Exercise goal: Report every line of the entries below that contains the string "shrub".

Outline labeling records
· · · ·
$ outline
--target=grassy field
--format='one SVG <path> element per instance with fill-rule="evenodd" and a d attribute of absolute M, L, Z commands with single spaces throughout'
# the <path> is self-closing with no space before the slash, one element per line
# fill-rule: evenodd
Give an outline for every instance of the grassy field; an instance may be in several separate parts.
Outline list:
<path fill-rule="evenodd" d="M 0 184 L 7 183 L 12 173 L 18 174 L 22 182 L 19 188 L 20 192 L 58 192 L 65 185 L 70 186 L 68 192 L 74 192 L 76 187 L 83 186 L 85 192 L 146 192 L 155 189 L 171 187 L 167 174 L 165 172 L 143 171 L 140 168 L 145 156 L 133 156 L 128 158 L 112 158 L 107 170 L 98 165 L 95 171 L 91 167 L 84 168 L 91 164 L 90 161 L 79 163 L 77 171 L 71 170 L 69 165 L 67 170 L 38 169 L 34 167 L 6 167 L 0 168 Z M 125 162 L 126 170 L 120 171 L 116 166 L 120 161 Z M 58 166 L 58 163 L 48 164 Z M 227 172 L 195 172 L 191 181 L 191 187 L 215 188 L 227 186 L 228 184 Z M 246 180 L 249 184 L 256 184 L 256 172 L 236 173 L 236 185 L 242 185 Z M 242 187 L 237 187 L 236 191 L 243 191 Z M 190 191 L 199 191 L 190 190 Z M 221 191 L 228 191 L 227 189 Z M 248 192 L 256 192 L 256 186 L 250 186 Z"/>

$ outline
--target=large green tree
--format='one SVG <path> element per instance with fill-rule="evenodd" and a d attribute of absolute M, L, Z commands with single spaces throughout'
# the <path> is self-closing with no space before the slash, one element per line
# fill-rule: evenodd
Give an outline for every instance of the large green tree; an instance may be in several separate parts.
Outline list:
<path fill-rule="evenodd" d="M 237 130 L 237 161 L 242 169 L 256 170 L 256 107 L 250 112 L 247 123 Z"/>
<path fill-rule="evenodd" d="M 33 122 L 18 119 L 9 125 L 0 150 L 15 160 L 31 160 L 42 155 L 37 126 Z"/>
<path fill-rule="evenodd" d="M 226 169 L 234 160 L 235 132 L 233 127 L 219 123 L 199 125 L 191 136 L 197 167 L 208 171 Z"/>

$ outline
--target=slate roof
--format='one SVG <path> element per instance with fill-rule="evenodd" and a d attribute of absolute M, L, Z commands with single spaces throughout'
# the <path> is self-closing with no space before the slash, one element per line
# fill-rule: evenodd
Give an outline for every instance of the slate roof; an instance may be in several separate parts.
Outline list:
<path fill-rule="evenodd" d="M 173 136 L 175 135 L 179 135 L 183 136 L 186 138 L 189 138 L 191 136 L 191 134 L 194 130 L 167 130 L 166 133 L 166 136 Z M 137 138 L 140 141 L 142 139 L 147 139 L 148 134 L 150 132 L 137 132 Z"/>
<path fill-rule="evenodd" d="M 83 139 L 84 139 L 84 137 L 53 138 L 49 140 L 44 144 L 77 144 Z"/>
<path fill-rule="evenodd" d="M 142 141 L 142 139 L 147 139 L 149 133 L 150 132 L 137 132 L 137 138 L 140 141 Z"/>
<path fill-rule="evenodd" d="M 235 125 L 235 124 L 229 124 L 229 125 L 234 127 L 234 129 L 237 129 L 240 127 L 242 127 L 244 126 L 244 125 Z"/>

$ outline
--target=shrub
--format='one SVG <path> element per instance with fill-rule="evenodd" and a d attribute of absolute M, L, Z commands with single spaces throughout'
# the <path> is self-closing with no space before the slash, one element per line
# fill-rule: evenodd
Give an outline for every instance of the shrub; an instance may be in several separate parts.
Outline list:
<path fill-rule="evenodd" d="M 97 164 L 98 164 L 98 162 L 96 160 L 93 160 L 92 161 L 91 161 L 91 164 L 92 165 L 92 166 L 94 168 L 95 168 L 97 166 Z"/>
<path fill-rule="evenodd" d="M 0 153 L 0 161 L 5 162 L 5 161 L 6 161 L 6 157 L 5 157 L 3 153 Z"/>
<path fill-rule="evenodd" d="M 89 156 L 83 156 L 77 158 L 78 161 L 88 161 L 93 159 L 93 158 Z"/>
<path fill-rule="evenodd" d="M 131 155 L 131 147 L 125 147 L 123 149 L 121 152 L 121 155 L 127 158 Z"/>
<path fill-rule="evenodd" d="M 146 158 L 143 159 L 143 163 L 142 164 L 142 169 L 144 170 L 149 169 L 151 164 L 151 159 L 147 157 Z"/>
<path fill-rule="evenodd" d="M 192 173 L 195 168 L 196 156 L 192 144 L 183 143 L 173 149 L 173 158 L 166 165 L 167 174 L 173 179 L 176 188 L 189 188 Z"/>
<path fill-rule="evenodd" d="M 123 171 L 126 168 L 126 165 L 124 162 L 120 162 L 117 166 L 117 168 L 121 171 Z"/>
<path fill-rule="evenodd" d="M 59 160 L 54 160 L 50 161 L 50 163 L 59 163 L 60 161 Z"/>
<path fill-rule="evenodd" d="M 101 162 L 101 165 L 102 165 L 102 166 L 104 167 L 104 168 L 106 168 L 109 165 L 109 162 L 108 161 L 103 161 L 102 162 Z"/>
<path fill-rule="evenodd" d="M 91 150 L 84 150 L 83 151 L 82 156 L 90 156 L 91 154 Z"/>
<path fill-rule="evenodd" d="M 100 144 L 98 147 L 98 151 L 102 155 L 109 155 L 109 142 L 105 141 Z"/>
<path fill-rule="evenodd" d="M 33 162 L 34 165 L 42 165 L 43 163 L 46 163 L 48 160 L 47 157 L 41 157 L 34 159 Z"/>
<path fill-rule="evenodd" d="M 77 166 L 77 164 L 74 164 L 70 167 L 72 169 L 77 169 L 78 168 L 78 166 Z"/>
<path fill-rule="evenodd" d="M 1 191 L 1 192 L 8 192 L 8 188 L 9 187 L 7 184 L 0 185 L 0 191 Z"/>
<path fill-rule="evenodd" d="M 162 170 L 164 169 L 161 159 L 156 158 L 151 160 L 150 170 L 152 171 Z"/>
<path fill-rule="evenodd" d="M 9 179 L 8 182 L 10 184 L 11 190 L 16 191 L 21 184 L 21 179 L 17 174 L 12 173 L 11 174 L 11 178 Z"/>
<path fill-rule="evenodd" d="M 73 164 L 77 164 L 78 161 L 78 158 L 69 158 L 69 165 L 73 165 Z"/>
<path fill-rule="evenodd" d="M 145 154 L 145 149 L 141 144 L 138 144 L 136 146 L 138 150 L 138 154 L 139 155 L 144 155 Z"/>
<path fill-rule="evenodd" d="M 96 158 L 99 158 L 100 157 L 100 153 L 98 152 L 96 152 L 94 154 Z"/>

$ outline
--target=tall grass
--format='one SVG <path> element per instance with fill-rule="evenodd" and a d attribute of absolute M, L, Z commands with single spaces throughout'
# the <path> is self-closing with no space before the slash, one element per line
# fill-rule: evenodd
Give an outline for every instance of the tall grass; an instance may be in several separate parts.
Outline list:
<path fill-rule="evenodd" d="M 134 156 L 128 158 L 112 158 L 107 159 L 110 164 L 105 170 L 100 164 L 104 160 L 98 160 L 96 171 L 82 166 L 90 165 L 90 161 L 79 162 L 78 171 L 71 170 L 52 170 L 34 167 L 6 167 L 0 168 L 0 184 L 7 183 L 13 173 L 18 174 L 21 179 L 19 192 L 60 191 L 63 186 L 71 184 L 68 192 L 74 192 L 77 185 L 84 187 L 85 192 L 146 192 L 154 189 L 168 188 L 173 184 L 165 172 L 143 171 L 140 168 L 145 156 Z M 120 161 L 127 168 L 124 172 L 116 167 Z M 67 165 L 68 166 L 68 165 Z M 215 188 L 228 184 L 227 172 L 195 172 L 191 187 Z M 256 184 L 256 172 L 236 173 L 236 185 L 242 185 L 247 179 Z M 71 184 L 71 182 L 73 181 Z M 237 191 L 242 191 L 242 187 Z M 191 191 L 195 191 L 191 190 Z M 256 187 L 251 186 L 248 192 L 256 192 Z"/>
· · · ·
Exercise solution:
--target=shrub
Give an outline for every instance of the shrub; an instance may be in several separate parts.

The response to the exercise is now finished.